## The request
Reproduce each of the lines in these entries word for word.

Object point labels
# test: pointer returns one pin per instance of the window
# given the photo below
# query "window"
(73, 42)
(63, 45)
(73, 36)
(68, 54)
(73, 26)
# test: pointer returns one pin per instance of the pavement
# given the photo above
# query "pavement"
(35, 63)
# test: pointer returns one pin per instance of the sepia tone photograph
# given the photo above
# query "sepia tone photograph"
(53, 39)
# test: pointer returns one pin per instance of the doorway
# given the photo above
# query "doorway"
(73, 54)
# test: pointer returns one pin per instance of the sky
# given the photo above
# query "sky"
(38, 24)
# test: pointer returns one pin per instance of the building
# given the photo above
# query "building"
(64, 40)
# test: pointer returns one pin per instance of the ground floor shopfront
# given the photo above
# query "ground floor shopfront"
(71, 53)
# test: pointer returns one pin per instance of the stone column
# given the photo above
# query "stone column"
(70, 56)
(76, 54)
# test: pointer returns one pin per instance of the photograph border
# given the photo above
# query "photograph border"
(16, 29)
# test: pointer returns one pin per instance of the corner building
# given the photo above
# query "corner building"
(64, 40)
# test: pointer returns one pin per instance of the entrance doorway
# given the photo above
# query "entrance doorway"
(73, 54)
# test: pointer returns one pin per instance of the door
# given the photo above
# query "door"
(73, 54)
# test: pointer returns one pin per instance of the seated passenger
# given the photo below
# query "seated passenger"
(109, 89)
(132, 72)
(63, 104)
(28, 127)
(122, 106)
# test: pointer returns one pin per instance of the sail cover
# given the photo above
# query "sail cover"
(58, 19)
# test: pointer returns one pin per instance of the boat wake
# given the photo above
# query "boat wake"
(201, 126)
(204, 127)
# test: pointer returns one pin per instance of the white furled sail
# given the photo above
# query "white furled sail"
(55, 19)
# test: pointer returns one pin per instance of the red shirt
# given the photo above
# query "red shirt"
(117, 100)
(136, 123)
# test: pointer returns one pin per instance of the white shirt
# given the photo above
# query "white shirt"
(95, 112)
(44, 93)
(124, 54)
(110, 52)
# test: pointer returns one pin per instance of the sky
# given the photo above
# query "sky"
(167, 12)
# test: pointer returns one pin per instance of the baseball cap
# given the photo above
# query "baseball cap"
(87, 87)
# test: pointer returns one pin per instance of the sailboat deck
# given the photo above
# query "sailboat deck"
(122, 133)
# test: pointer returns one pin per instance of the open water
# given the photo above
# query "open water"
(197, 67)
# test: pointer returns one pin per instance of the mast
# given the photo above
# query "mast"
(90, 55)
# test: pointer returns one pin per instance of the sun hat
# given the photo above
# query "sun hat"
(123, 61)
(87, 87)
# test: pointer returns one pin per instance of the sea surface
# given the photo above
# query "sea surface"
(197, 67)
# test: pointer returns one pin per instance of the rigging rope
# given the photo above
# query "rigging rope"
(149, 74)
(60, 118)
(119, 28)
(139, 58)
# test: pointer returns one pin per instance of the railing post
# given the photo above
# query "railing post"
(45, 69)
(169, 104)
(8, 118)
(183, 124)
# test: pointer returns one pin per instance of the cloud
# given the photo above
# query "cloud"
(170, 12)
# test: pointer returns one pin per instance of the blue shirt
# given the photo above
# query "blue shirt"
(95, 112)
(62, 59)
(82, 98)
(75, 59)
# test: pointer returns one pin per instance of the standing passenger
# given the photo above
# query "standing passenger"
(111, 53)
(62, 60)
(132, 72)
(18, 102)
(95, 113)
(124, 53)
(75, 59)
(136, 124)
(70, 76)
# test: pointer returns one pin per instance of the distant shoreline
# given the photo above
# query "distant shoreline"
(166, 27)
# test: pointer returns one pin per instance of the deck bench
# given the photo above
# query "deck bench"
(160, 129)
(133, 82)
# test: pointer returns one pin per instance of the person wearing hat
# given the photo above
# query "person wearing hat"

## Reply to the exercise
# test: pointer returns one pin per instance of the window
# given the photo below
# query "window"
(73, 42)
(63, 45)
(73, 36)
(68, 54)
(73, 26)
# test: pointer returns one pin per instance of the pavement
# given the photo above
# query "pavement"
(35, 63)
# test: pointer returns one pin per instance of the sepia tone photograph
# given the photo above
# query "sepia tone photograph"
(53, 39)
# test: pointer returns one pin per instance of the doorway
# given the photo above
# query "doorway"
(73, 54)
# test: pointer returns one pin per instance of the sky
# given the photo above
# query "sky"
(38, 24)
# test: pointer returns one pin per instance of the building
# given the photo above
# query "building"
(64, 40)
# test: pointer returns one pin per instance of the ground floor shopfront
# given the photo above
# query "ground floor shopfront"
(71, 53)
# test: pointer returns one pin per instance of the stone column
# given the photo above
# query "stone column"
(70, 56)
(76, 54)
# test: pointer returns one pin per instance of the photograph border
# given the photo above
# query "photograph border"
(16, 29)
# test: pointer returns one pin per instance of the corner building
# given the photo above
# query "corner building"
(64, 40)
# test: pointer returns one pin per instance of the entrance doorway
# given the photo above
# query "entrance doorway"
(73, 54)
# test: pointer returns one pin per instance of the door
# given the photo above
# query "door"
(73, 54)
# test: pointer returns one pin per instance of the seated passenger
# given the photo below
# query "seated passenger"
(109, 89)
(132, 72)
(63, 104)
(28, 127)
(122, 106)
# test: pointer returns one pin per instance of the sail cover
# given the photo above
# query "sail cover"
(58, 19)
# test: pointer returns one pin per instance of the boat wake
# given the photo above
# query "boat wake"
(201, 126)
(204, 127)
# test: pointer returns one pin per instance of the white furled sail
# given the photo above
# query "white furled sail"
(55, 19)
# test: pointer returns one pin per instance of the red shirt
# given the photo above
# query "red shirt"
(117, 100)
(136, 123)
# test: pointer returns one pin per instance of the white shirt
# given the photo above
# query "white shirt"
(95, 112)
(44, 93)
(124, 54)
(110, 52)
# test: pointer returns one pin per instance of the sky
# given the photo above
# query "sky"
(167, 12)
# test: pointer returns one pin per instance of the baseball cap
# given the photo above
# query "baseball cap"
(87, 87)
# test: pointer returns one pin per instance of the sailboat deck
# given the photo above
# query "sailboat deck"
(122, 133)
# test: pointer returns one pin per instance of the open water
# given the photo above
# query "open water"
(197, 67)
# test: pointer returns one pin per instance of the mast
# given the photo above
# query "mast"
(90, 55)
# test: pointer returns one pin per instance of the sun hat
# given the photo above
# query "sun hat"
(123, 61)
(87, 87)
# test: pointer returns one pin per instance of the sea surface
# given the photo above
# query "sea surface"
(197, 67)
# test: pointer returns one pin per instance of the rigging rope
# given the photo above
# query "rigging rope"
(149, 74)
(60, 118)
(119, 28)
(139, 58)
# test: pointer returns one pin per instance of the railing post
# given the photo above
# query "railing post"
(45, 69)
(169, 104)
(8, 118)
(183, 124)
# test: pointer returns one pin per instance of the cloud
# given the photo above
# query "cloud"
(170, 12)
# test: pointer returns one pin per instance of the blue shirt
# given the photo above
# query "blue shirt"
(95, 112)
(62, 59)
(82, 98)
(75, 59)
# test: pointer returns one pin per instance of the standing passenger
# given the photo above
# query "standing passenger"
(111, 53)
(62, 60)
(132, 72)
(18, 102)
(95, 113)
(124, 53)
(75, 59)
(136, 124)
(70, 76)
# test: pointer returns one pin per instance of the distant shoreline
# given the photo above
# query "distant shoreline"
(166, 27)
# test: pointer returns one pin per instance of the deck bench
# given the photo above
# query "deck bench"
(160, 129)
(133, 82)
# test: pointer returns one pin per instance of the person wearing hat
# given the photo above
# query "person wearing hat"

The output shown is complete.